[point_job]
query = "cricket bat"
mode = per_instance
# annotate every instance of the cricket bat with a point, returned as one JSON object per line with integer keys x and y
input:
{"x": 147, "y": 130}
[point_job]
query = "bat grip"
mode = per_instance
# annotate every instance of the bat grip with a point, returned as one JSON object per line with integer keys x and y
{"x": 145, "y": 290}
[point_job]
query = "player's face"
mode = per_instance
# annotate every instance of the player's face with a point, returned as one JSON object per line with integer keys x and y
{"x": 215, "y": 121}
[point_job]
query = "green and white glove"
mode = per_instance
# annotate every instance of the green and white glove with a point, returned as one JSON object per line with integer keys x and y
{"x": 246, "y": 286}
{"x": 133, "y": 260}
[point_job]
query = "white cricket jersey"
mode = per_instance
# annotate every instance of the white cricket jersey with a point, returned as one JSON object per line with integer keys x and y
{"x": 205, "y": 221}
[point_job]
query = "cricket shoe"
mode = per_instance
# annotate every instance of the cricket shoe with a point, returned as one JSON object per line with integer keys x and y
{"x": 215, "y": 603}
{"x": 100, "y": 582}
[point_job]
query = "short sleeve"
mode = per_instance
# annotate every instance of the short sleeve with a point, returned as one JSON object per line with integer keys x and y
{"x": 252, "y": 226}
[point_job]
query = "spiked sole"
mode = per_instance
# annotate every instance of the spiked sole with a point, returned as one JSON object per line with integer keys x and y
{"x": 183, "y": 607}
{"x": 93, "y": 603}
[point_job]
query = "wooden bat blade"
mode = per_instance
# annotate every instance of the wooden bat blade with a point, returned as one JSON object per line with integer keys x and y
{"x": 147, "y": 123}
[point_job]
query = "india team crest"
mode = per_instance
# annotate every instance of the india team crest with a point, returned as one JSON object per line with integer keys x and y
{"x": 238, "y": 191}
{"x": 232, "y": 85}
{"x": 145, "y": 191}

WHAT IS NEEDED – A verbatim restatement of all the entries above is required.

WRITTEN SOLUTION –
[point_job]
query = "cricket bat"
mode = per_instance
# annotate every instance of the cricket bat with a point, returned as one JSON object per line with integer keys x and y
input:
{"x": 147, "y": 130}
[point_job]
query = "bat grip"
mode = per_instance
# annotate every instance of the bat grip with a point, returned as one JSON object per line with integer keys x and y
{"x": 145, "y": 290}
[point_job]
query = "player's face"
mode = per_instance
# annotate every instance of the player's face with a point, returned as one JSON object per line with integer keys x and y
{"x": 215, "y": 121}
[point_job]
query = "green and white glove"
mode = per_instance
# annotate every instance of the green and white glove with a point, returned as one JSON object per line with integer keys x and y
{"x": 246, "y": 286}
{"x": 133, "y": 260}
[point_job]
query = "white cricket jersey"
mode = per_instance
# annotate every instance of the white cricket jersey with a point, returned as one JSON object per line with integer keys x and y
{"x": 205, "y": 221}
[point_job]
query = "cricket shoe"
mode = per_instance
# annotate every instance of the cricket shoe with a point, returned as one JSON object per line with integer keys x and y
{"x": 215, "y": 603}
{"x": 100, "y": 582}
[point_job]
query = "short sleeve"
mode = per_instance
# annotate every instance of the short sleeve with a point, returned as one JSON object per line with integer keys x and y
{"x": 252, "y": 226}
[point_job]
query = "spiked sole"
mode = per_instance
# annotate every instance of the spiked sole with a point, returned as one JSON object per line with integer keys x and y
{"x": 183, "y": 607}
{"x": 93, "y": 603}
[point_job]
query = "wooden bat blade"
mode = per_instance
# annotate every instance of the wooden bat blade with a point, returned as one JSON object per line with integer keys x and y
{"x": 147, "y": 123}
[point_job]
query = "india team crest"
mode = per_instance
# annotate every instance of the india team crest with a point, returned as one JSON object per line with integer keys x and y
{"x": 238, "y": 191}
{"x": 232, "y": 85}
{"x": 145, "y": 191}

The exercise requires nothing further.